▸ **PAGE**:

--------------------

Update from #MichaelPetch: RAX is pointing to main (in the read-only TEXT segment), and stores to read-only pages also SIGBUS. So 00 00 add [rax], al will SIGBUS for that reason if RAX is still pointing there.
(Beware that this answer has some wrong guesses and wasn't fully rewritten every time I got new info from #SWilliams or #MichaelPetch. The bullet points about what kinds of #PF cause which signal are up to date, and I've tried to at least add a correction after things that weren't quite accurate. I think there's some value to the wrong theories, as an illustration of others kinds of things that might have happened, so I'm leaving it all in here.)
Your Python program fails on my Linux machine once it gets to c2 00 00 00 ret imm16, the first one that returns successfully. (On Linux, the .rodata section ends up after .text in the TEXT segment, so there's nothing for main to fall into.)
...
const main=0xc0 : segfault
const main=0xc1 : segfault
Traceback (most recent call last):
File "./opcode-test.py", line 34, in <module>
print("const main=" + str(hex(i)) + " : " + r)

--------------------

▸ **DATA LISTING**:
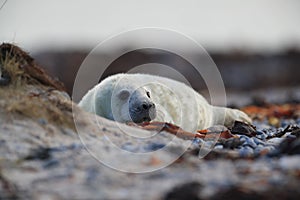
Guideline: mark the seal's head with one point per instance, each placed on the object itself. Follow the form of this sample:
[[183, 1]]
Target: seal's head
[[138, 106]]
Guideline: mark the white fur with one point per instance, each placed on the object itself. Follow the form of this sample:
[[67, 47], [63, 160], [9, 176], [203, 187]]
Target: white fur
[[175, 102]]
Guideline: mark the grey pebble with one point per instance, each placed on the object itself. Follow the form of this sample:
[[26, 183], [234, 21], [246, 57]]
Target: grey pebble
[[50, 163], [258, 141], [246, 151]]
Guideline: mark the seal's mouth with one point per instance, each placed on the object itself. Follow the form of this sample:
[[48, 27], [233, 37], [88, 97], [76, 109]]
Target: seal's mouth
[[139, 117]]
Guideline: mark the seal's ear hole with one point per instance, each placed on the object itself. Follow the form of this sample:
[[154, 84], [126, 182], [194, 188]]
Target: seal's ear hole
[[124, 94]]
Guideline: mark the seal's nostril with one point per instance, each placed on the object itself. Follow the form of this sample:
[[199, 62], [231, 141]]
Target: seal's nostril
[[145, 106]]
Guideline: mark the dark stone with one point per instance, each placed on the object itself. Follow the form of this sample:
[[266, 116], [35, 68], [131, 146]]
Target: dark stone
[[243, 129], [189, 191]]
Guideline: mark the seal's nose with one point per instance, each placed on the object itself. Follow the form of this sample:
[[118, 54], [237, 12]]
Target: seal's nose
[[147, 106]]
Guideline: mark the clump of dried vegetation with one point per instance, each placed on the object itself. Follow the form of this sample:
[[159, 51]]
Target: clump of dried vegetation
[[28, 91]]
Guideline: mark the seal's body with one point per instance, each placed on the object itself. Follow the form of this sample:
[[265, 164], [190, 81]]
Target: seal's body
[[142, 97]]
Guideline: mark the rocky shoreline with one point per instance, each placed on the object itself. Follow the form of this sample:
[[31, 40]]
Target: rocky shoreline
[[45, 155]]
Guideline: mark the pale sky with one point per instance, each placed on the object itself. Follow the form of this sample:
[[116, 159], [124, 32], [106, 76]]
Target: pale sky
[[255, 24]]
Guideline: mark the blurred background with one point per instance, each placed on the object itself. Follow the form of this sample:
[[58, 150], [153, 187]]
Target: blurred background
[[255, 44]]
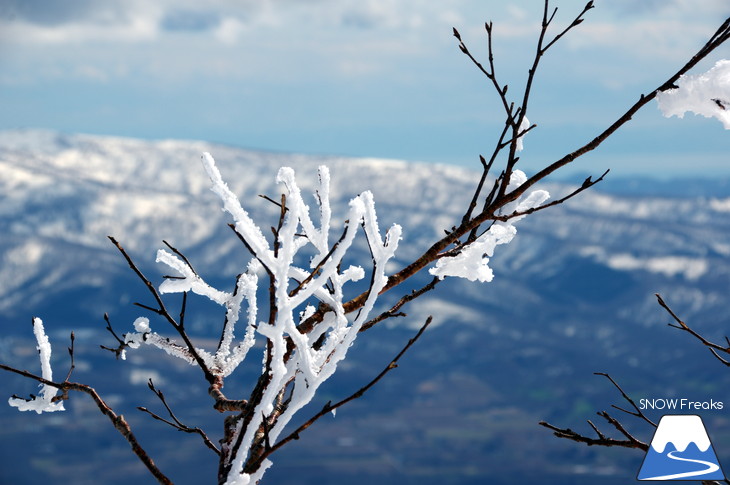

--------------------

▸ **LIST OF TASKS**:
1 - Set down the passage of the answer about SIGBUS that opens with the words containing "Update from #MichaelPetch: RAX" and closes with "to fall into.)".
2 - For each of the statements below, say whether it agrees with the answer about SIGBUS, replying yes or no and quoting the words of the answer that settle it.
(a) On Linux, the .rodata section is placed after .text in the TEXT segment.
(b) The answer was fully rewritten each time new information arrived.
(c) RAX is pointing to main, which sits in the read-only TEXT segment.
3 - Write what comes next in the answer about SIGBUS, continuing from its last line.

▸ **ANSWERS TO THE EXERCISE**:
1 -
Update from #MichaelPetch: RAX is pointing to main (in the read-only TEXT segment), and stores to read-only pages also SIGBUS. So 00 00 add [rax], al will SIGBUS for that reason if RAX is still pointing there.
(Beware that this answer has some wrong guesses and wasn't fully rewritten every time I got new info from #SWilliams or #MichaelPetch. The bullet points about what kinds of #PF cause which signal are up to date, and I've tried to at least add a correction after things that weren't quite accurate. I think there's some value to the wrong theories, as an illustration of others kinds of things that might have happened, so I'm leaving it all in here.)
Your Python program fails on my Linux machine once it gets to c2 00 00 00 ret imm16, the first one that returns successfully. (On Linux, the .rodata section ends up after .text in the TEXT segment, so there's nothing for main to fall into.)

2 -
(a) Yes: "On Linux, the .rodata section ends up after .text in the TEXT segment"
(b) No: "this answer has some wrong guesses and wasn't fully rewritten every time I got new info"
(c) Yes: "RAX is pointing to main (in the read-only TEXT segment)"

3 -
TypeError: must be str, not int
Doesn't python have an equivalent of strsignal(3) to map signals to standard text strings like "Illegal instruction"? (Like strerror but for signal codes instead of errno values?)
Most x86 instructions are multiple bytes long. x86 is little-endian, so you're mostly looking at
?? 00 00 00 90 90 90 ... or for larger integers ?? ?? 00 00 90 90 90 90 ..., assuming your linker fills bytes between functions with 0x90 nop like GNU ld on Linux does.
These byte sequences might decode to one or more valid instructions before you hit the NOPs and fall through to whatever CRT function the linker puts after main. If you get there without faulting, and without offsetting the stack pointer, you've entered the function with a valid return address on the stack (main's caller, another CRT function) exactly like if main tail-called it.
Presumably that function returns 252 (or some wider value whose low byte is 252). Returning from main leads to clean process exit, making an exit system call with main's return value.
This fall-through tailcall is like if main ended with return next_function(argc, argv);.
Correction (without rewriting the whole answer, sorry)
Since main=194 is the first one that worked, I think you're not actually getting fall-through, probably only C2 ret imm16 and C3 ret are leading to a clean exit. And for c2, it has to be followed by 2 00 bytes, or else it'll break the stack for main's caller.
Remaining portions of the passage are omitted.